# START OF Text shown

The cache/mnist or dma/mnist benchmark will bring together everything you’ve written so far, and create a basic sequence of functions that will allow you to classifiy the preprocessed MNIST inputs using the pretrained matrices we’ve provided. You may need to allocate space when reading in matrices and computing the layers of the network, but remember we work with baremetal. Here, you will need to write a config file that defines multiple accelerators (gemm, relu, and, argmax) and specify the required scratchpad sizes.

Hint: Making a single accelerator that runs both GEMM stages can be hard due to the different size of matrices. So, in this assignment, you will define two different accelerators for the two GEMM stages and hardcode the size of input matrices.

# END OF Text shown
# START OF Provided information

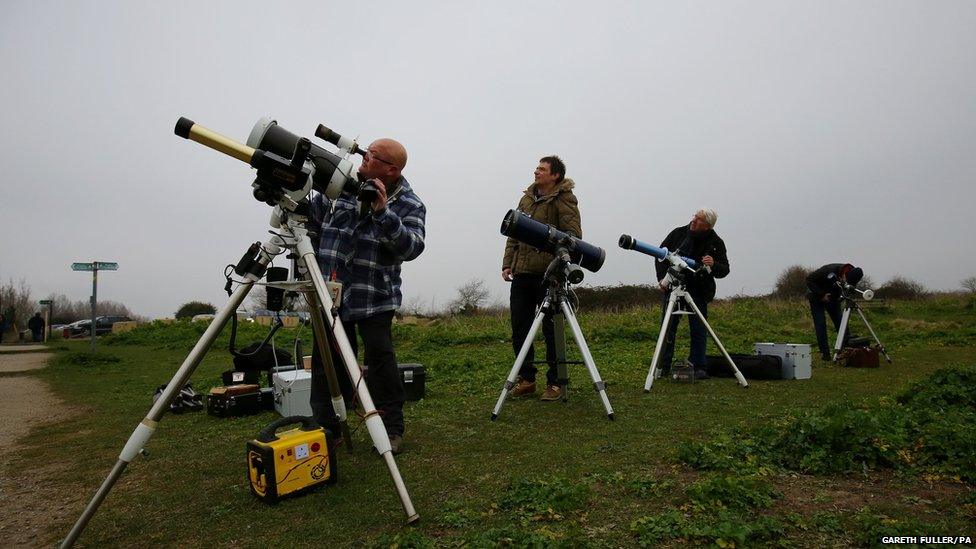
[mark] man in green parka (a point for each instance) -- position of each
(549, 200)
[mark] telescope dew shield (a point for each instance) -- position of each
(332, 173)
(547, 238)
(188, 129)
(628, 242)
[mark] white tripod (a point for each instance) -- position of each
(556, 303)
(680, 292)
(849, 305)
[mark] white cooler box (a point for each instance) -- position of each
(291, 390)
(795, 358)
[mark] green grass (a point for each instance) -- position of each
(543, 474)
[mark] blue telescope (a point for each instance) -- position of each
(547, 238)
(628, 242)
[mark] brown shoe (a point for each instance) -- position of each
(553, 392)
(523, 388)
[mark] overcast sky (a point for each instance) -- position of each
(819, 131)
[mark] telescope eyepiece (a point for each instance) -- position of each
(330, 136)
(183, 126)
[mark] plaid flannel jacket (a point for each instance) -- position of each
(365, 253)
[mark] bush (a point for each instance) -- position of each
(930, 428)
(901, 288)
(622, 296)
(792, 282)
(193, 308)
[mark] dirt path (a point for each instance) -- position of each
(28, 506)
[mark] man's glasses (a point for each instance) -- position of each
(372, 155)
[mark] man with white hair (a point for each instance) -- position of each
(698, 241)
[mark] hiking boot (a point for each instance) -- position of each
(553, 392)
(395, 442)
(524, 387)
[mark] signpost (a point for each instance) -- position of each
(94, 267)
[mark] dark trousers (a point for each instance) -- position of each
(817, 310)
(382, 374)
(528, 291)
(699, 334)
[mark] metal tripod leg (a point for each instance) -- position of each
(523, 352)
(562, 369)
(147, 427)
(320, 334)
(660, 342)
(374, 424)
(870, 329)
(738, 374)
(598, 383)
(839, 344)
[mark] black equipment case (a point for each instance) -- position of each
(752, 366)
(414, 378)
(236, 377)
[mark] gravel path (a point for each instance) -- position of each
(28, 504)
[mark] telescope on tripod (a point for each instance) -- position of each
(679, 267)
(288, 169)
(851, 304)
(570, 253)
(847, 289)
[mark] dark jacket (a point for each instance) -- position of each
(559, 209)
(823, 282)
(696, 246)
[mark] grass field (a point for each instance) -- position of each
(543, 474)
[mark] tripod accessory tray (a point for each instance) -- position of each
(292, 462)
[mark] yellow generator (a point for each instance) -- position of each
(292, 462)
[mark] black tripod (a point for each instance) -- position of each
(559, 275)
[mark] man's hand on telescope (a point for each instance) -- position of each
(380, 203)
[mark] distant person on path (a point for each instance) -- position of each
(823, 292)
(36, 325)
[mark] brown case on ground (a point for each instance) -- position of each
(862, 357)
(231, 390)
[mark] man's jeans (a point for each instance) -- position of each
(817, 310)
(382, 374)
(699, 334)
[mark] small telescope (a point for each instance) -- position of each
(547, 238)
(868, 295)
(628, 242)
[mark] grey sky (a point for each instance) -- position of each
(820, 131)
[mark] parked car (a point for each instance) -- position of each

# END OF Provided information

Work required:
Reproduce the passage on the MNIST benchmark word for word, from "Hint: Making a" to "of input matrices.".

Finished task:
Hint: Making a single accelerator that runs both GEMM stages can be hard due to the different size of matrices. So, in this assignment, you will define two different accelerators for the two GEMM stages and hardcode the size of input matrices.